§ How to complete this task: "Question. Place a dot on every instance of the watch band" appears in one line of the listing below; retype that line and every later line exactly, stopping at the end, and nothing else.

+ + + + +

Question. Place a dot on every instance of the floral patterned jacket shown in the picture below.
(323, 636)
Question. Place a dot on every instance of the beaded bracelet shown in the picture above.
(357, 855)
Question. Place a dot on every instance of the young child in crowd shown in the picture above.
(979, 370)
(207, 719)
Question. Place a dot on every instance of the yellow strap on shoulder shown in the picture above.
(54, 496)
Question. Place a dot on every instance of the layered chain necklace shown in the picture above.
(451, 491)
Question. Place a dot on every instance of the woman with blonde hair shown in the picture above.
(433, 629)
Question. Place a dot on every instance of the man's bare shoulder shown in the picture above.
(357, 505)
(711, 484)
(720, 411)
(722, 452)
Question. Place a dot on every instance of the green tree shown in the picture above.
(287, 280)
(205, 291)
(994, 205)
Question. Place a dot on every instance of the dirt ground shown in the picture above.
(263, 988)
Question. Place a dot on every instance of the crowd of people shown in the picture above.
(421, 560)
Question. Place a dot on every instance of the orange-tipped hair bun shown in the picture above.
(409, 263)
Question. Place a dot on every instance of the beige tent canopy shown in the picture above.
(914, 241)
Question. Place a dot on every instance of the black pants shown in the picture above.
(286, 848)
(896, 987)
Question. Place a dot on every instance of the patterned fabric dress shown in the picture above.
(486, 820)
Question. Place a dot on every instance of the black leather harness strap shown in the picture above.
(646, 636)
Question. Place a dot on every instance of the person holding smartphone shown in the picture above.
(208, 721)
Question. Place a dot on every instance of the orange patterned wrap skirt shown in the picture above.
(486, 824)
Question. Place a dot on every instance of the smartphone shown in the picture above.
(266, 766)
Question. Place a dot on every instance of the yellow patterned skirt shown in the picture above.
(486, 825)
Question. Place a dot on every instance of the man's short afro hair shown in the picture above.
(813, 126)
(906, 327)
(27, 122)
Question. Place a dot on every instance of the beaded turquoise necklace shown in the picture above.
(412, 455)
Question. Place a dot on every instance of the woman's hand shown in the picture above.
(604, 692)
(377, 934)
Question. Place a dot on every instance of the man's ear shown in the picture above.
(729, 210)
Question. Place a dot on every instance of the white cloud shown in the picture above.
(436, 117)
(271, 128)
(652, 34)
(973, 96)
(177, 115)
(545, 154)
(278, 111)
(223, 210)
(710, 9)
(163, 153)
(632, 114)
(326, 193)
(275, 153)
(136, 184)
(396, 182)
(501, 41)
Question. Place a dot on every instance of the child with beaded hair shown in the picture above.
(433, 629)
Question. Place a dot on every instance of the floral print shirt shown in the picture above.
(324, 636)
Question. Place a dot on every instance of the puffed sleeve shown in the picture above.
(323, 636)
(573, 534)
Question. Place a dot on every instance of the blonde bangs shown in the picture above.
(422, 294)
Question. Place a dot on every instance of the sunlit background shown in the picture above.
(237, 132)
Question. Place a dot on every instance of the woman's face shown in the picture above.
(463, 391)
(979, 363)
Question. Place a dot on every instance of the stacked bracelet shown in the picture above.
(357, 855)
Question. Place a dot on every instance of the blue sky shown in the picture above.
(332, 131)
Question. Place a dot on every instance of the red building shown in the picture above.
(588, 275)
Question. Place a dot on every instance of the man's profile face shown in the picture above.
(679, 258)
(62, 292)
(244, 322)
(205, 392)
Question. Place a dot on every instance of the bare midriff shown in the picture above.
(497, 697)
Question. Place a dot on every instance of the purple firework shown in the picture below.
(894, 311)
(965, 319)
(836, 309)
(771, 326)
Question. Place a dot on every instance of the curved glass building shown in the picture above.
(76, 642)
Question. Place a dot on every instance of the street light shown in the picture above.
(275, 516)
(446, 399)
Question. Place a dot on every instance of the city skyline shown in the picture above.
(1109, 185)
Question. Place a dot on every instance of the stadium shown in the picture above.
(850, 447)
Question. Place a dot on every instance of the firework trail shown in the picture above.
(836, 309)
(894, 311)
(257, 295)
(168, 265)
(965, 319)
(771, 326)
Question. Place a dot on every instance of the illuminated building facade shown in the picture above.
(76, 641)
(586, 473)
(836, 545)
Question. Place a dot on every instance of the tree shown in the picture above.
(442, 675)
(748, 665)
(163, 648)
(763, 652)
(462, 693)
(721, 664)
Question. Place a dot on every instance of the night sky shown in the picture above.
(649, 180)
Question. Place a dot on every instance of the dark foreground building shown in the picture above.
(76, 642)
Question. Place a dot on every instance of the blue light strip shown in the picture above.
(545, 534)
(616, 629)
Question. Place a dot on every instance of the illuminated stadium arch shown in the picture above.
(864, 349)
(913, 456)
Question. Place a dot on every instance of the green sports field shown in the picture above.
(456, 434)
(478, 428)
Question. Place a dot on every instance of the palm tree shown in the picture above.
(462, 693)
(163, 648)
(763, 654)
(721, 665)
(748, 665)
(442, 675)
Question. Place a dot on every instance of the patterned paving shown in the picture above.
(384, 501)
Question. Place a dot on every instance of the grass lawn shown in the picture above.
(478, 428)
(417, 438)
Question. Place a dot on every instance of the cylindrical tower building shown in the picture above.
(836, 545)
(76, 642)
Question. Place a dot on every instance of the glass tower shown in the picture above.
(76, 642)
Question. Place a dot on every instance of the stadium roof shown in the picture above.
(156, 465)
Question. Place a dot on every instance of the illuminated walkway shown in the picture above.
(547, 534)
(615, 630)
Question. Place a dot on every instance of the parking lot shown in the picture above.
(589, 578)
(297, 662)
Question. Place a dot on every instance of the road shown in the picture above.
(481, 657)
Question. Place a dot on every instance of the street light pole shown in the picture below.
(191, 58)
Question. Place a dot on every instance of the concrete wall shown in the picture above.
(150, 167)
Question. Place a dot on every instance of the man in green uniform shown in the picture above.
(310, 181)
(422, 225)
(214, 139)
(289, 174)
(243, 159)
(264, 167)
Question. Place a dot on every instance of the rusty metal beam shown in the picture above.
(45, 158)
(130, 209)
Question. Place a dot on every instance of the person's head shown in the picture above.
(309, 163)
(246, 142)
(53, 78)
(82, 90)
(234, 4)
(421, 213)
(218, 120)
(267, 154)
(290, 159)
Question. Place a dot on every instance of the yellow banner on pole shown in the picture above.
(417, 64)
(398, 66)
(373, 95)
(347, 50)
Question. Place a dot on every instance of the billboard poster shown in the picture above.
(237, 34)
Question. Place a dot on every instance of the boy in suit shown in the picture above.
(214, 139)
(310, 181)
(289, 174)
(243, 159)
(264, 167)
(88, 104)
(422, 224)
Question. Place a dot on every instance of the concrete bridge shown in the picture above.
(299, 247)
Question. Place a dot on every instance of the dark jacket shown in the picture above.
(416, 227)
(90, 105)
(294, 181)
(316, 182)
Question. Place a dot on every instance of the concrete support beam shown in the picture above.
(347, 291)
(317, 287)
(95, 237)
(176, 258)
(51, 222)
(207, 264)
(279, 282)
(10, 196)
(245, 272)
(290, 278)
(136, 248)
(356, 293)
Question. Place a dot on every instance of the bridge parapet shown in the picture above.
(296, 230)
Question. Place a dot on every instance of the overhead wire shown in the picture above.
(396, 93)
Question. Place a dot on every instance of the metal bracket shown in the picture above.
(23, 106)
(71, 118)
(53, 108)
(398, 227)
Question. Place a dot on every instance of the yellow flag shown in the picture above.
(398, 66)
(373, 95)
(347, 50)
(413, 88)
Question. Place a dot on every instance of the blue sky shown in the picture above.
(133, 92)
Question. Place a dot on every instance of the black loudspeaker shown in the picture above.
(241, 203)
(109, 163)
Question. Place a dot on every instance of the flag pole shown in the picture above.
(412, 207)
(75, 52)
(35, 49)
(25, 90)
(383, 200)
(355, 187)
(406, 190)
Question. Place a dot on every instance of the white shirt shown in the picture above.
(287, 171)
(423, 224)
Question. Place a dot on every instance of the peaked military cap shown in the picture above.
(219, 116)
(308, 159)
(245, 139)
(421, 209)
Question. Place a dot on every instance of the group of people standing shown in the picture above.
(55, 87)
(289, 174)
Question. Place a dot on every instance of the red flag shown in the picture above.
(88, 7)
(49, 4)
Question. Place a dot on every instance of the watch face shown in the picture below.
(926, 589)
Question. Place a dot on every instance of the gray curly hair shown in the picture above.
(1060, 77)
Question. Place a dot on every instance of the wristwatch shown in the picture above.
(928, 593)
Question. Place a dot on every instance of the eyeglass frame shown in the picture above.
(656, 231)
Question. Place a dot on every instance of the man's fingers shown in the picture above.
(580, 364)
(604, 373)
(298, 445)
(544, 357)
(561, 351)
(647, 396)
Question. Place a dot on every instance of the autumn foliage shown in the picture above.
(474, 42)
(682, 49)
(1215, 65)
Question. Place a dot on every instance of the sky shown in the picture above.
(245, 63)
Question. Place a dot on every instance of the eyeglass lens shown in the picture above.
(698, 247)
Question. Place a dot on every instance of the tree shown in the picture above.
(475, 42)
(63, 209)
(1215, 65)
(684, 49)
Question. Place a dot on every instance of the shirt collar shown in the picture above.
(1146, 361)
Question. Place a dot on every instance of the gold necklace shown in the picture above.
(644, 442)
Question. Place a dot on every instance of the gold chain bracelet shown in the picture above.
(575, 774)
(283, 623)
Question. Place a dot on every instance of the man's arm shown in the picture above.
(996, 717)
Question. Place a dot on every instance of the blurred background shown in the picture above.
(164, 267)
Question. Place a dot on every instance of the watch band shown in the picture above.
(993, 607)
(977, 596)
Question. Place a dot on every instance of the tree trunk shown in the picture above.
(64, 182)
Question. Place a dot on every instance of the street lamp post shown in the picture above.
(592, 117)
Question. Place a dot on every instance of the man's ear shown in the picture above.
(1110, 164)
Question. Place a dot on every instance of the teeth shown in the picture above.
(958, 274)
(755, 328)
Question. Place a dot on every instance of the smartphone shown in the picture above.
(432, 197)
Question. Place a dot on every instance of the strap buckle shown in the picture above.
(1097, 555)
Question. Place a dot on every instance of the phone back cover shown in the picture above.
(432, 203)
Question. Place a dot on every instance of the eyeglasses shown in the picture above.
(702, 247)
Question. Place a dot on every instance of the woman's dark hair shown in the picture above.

+ + + + +

§ Exercise response:
Question. Place a dot on every instance of the watch band shown in the picture above.
(993, 607)
(977, 596)
Question. Place a dot on every instance of the tree trunk shown in the picture above.
(64, 182)
Question. Place a dot on every instance of the street lamp post shown in the picture above.
(592, 117)
Question. Place a dot on every instance of the man's ear shown in the picture above.
(1110, 164)
Question. Place a dot on every instance of the teeth shown in the picture above.
(958, 274)
(755, 328)
Question. Place a dot on every instance of the smartphone shown in the picture above.
(432, 197)
Question. Place a dot on every instance of the strap buckle shown in the picture above.
(1097, 555)
Question. Place a dot on every instance of the phone back cover shown in the picture above.
(432, 203)
Question. Place a dot on every instance of the eyeglasses shown in the picture above.
(702, 247)
Question. Place a dot on every instance of the woman's dark hair shown in the picture above.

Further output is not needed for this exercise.